BEGIN

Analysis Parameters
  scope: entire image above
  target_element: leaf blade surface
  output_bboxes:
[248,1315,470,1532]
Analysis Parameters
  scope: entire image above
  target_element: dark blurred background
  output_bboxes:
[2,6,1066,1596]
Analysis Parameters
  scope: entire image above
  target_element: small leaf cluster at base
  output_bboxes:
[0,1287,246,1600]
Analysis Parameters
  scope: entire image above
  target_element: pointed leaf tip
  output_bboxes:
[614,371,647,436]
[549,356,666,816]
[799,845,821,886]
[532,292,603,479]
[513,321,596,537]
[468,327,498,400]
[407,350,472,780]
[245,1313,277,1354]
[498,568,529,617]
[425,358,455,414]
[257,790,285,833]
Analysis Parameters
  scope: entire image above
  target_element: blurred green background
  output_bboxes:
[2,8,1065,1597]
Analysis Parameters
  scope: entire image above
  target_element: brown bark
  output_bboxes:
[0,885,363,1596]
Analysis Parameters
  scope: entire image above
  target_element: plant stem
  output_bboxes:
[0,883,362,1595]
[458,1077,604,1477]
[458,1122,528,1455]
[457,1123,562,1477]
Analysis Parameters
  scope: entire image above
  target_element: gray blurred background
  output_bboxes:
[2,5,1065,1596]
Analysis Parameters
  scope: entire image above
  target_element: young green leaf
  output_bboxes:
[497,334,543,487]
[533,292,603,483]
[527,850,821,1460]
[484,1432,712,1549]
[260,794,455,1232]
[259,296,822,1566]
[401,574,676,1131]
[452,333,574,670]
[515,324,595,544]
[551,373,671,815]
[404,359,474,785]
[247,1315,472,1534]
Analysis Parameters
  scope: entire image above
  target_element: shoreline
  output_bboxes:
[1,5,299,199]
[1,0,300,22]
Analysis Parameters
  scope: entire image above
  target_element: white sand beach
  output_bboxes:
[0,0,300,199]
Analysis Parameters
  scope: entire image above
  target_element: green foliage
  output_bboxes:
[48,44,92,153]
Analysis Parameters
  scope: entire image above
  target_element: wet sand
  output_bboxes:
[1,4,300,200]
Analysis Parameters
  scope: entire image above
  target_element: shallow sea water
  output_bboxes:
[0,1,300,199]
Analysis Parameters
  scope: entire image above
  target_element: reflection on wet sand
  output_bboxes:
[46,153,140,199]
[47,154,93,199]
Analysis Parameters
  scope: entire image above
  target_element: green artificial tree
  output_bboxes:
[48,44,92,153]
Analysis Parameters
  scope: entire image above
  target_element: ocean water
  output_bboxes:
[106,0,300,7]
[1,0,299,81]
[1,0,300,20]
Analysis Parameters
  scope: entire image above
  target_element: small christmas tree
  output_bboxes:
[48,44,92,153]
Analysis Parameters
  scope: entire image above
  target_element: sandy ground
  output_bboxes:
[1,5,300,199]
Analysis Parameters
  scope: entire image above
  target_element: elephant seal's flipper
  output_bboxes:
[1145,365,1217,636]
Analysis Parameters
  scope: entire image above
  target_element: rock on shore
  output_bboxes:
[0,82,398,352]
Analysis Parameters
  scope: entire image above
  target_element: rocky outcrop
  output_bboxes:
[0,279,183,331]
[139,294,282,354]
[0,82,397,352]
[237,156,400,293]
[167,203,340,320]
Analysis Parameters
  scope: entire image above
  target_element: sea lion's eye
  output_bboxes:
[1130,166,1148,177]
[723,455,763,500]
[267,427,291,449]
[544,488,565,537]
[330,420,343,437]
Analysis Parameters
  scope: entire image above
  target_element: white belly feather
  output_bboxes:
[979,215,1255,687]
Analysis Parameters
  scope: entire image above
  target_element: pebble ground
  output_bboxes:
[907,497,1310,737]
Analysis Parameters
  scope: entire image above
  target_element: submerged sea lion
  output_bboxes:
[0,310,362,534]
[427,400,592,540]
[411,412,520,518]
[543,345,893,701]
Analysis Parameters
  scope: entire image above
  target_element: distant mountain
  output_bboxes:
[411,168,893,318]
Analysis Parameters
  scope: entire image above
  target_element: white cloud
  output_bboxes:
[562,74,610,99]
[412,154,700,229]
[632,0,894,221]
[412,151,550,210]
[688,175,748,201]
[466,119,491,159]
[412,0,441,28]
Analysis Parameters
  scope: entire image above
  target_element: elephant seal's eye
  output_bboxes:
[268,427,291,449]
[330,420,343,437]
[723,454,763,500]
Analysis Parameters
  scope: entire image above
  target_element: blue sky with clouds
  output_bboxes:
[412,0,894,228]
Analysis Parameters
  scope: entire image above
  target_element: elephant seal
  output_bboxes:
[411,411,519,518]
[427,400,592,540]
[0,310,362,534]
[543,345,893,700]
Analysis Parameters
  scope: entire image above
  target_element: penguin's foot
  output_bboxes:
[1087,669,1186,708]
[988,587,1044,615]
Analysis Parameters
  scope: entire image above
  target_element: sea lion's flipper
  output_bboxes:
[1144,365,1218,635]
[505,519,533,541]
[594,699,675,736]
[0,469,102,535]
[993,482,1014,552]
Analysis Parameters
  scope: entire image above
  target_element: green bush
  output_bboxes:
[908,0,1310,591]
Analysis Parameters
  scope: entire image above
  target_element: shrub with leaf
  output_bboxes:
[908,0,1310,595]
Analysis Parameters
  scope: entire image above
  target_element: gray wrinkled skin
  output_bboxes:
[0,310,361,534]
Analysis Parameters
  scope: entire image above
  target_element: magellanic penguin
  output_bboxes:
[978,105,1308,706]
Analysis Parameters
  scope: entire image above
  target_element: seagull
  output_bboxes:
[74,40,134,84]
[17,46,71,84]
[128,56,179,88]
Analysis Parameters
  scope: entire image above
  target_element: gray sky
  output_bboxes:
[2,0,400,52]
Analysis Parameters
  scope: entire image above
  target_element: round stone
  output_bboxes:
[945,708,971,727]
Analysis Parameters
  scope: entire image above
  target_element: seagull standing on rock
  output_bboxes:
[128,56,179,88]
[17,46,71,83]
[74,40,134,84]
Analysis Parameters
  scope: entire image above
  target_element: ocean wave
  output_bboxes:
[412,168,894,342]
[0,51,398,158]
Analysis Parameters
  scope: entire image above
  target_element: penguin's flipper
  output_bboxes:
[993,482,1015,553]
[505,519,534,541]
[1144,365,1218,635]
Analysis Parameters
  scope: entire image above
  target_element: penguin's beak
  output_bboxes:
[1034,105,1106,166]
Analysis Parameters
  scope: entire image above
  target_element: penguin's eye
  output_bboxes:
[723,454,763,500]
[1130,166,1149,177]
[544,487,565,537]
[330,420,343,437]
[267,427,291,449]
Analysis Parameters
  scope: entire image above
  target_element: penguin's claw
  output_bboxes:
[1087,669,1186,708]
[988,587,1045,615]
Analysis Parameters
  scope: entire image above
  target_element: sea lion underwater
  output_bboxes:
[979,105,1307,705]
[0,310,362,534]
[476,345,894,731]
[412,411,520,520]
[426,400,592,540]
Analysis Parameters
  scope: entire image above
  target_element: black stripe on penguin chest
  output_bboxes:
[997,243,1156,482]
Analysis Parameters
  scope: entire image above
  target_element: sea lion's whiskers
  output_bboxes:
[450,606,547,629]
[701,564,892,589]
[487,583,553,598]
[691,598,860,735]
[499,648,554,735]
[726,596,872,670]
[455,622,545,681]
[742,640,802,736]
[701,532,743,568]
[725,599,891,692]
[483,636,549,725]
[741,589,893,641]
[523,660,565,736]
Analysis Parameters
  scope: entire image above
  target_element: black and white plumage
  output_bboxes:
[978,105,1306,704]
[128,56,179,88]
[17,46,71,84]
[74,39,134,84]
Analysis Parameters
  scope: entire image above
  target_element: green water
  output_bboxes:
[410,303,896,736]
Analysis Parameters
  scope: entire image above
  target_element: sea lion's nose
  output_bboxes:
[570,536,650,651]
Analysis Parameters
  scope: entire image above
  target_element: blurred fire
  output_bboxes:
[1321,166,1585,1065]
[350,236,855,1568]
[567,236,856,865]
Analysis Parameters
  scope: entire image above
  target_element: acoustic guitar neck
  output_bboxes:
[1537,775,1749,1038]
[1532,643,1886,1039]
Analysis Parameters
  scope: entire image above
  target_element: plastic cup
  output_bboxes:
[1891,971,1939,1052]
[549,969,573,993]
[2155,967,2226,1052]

END

● Problem
Output the line containing "target_element: ocean wave" and all lines after it to the end of the records, exactly as given.

● Written solution
  target_element: ocean wave
  output_bboxes:
[412,168,894,342]
[0,51,398,158]
Analysis Parameters
  scope: entire image above
  target_element: penguin's flipper
  output_bboxes:
[993,482,1015,553]
[505,519,534,541]
[1144,365,1218,635]
Analysis Parameters
  scope: entire image above
  target_element: penguin's beak
  output_bboxes:
[1034,105,1106,166]
Analysis Parameters
  scope: entire image above
  target_element: penguin's eye
  output_bboxes:
[723,454,763,500]
[1130,166,1149,177]
[544,487,565,537]
[330,420,343,437]
[267,427,291,449]
Analysis Parameters
  scope: entire image above
  target_element: penguin's claw
  output_bboxes:
[1087,669,1186,708]
[988,587,1045,615]
Analysis Parameters
  scope: entire image above
  target_element: sea lion underwater
  output_bboxes:
[979,105,1307,705]
[0,310,362,534]
[476,345,894,731]
[412,411,520,520]
[426,400,592,540]
Analysis Parameters
  scope: entire image above
  target_element: black stripe on penguin chest
  output_bboxes:
[997,243,1156,482]
Analysis Parameters
  scope: entire image above
  target_element: sea lion's whiskers
  output_bboxes:
[450,606,547,629]
[701,564,892,589]
[487,583,553,598]
[691,598,860,735]
[499,648,554,735]
[726,596,872,670]
[455,622,545,681]
[742,640,802,736]
[701,532,743,568]
[725,599,891,692]
[483,636,549,725]
[741,589,893,641]
[523,660,565,736]
Analysis Parameters
  scope: entire image above
  target_element: black and white plumage
  output_bboxes:
[978,105,1306,704]
[128,56,179,88]
[17,46,71,84]
[74,39,134,84]
Analysis Parameters
  scope: entire image above
  target_element: green water
  output_bboxes:
[410,303,896,736]
Analysis Parameters
  scope: entire image above
  target_element: sea lion's nose
  output_bboxes:
[570,536,650,651]
Analysis Parameters
  scope: entire image above
  target_element: blurred fire
  output_bboxes:
[1321,166,1585,1065]
[350,236,855,1568]
[567,236,856,865]
Analysis Parameters
  scope: entire image above
  target_element: acoustic guitar neck
  output_bboxes:
[1537,775,1749,1038]
[1532,643,1886,1039]
Analysis Parameters
  scope: entire image above
  target_element: plastic cup
  output_bboxes:
[1891,971,1939,1052]
[549,969,573,993]
[2155,967,2226,1052]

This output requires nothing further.